Question: If $f(n) = af(n/a) + c \log n$, how does $f(n)$ grow?
This is an attempt to correct my answer here: https://math.stackexchange.com/questions/1188652/time-complexity-of-recurrence-fn-3f-fracn3ologn/1188673#1188673
It turns out my answer there and my original answer here were wrong. My thanks to Henning Makholm for showing where my error was.
My solution now agrees with others:
$f(n) =O(n) $ where the constant implies by the $\omega$ depends on $a$ and $c$.
Proof:
$\begin{array}\\ f(n) &=af(n/a)+c\log n\\ &=a(af(n/a^2)+c\log (n/a)))+c\log n\\ &=a^2f(n/a^2)+(ac+c)\log n-ac \log a\\ &=a^2f(n/a^2)+c(a+1)\log n-ac \log a\\ &=a^2(af(n/a^3)+c\log (n/a^2))+c(a+1)\log n-ac \log a\\ &=a^3f(n/a^3)+a^2c\log n-2a^2c\log a+c(a+1)\log n-ac \log a\\ &=a^3f(n/a^3)+c(a^2+a+1)\log n-ac(1+2a) \log a\\ &=a^4f(n/a^4)+c(a^3+a^2+a+1)\log n-ac(1+2a+3a^2) \log a\\ &...\\ &=a^mf(n/a^m)+cs(m)\log n-act(m)\\ \end{array} $
$\sum_{i=1}^{m-1} i a^{i-1} = ((m-1) a^{m+1}-m a^m+a)/((a-1)^2 a) $
where $s(m) =1+a+a^2+...+a^{m-1} =(a^m-1)/(a-1) $ and
(here's where my mistake is: I had the wrong formula for $t(m)$)
$\begin{array}\\ t(m) &=1+2a+3a^2+...+(m-1)a^{m-2}\\ &=((m-1) a^{m+1}-m a^m+a)/((a-1)^2 a)\\ &=(ma^m(a-1)-a^{m+1}+a)/((a-1)^2 a)\\ \end{array} $.

Written request> In the recurrence answer, whom does the writer thank for showing where the error was?

Extracted material>
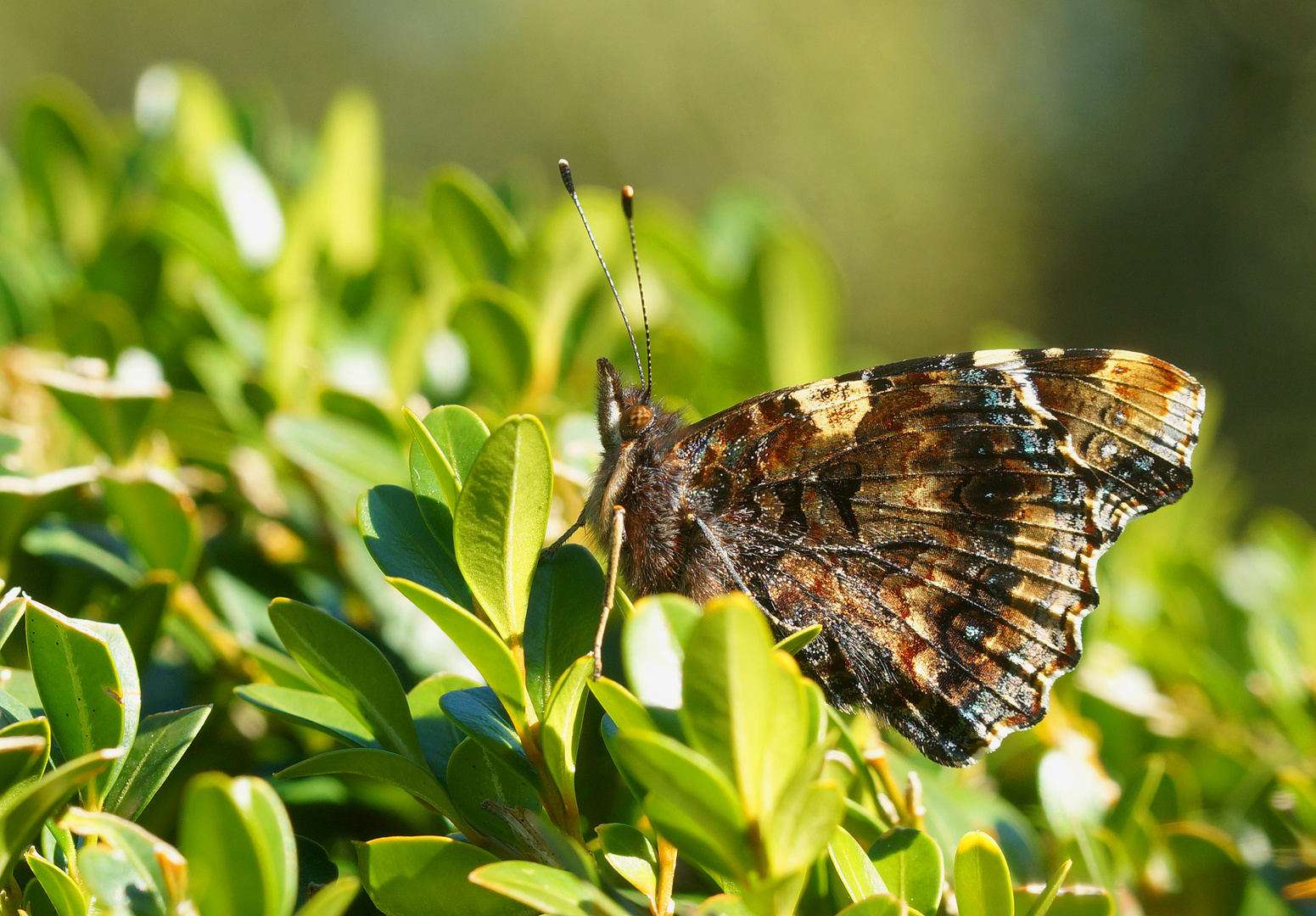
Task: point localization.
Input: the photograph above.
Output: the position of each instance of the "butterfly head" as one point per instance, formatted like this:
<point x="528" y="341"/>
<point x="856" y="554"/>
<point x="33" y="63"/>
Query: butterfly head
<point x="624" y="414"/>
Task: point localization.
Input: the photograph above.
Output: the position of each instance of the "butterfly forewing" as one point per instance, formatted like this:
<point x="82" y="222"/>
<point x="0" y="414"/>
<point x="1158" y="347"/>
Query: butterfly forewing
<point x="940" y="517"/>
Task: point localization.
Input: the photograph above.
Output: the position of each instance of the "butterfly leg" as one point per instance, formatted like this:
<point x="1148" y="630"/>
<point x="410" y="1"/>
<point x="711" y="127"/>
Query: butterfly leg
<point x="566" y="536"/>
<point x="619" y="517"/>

==

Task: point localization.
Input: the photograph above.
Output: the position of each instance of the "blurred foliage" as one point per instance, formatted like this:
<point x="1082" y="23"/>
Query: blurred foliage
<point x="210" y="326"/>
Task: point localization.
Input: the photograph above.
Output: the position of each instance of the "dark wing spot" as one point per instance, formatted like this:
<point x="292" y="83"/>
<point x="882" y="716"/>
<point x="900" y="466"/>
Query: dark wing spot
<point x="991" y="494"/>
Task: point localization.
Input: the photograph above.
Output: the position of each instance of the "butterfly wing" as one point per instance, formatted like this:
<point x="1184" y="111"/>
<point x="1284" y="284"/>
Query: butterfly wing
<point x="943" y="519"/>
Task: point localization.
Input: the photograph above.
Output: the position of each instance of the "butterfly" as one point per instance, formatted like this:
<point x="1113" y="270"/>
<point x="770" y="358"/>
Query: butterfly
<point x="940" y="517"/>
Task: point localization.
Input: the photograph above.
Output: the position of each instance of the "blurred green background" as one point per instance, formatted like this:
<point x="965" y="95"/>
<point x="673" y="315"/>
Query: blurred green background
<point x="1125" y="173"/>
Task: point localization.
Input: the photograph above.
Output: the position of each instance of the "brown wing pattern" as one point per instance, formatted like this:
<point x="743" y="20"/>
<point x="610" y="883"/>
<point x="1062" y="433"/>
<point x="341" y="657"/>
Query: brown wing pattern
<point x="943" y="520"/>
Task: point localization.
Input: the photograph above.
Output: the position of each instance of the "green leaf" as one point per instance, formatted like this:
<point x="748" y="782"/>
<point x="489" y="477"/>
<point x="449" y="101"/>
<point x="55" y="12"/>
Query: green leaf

Solution> Henning Makholm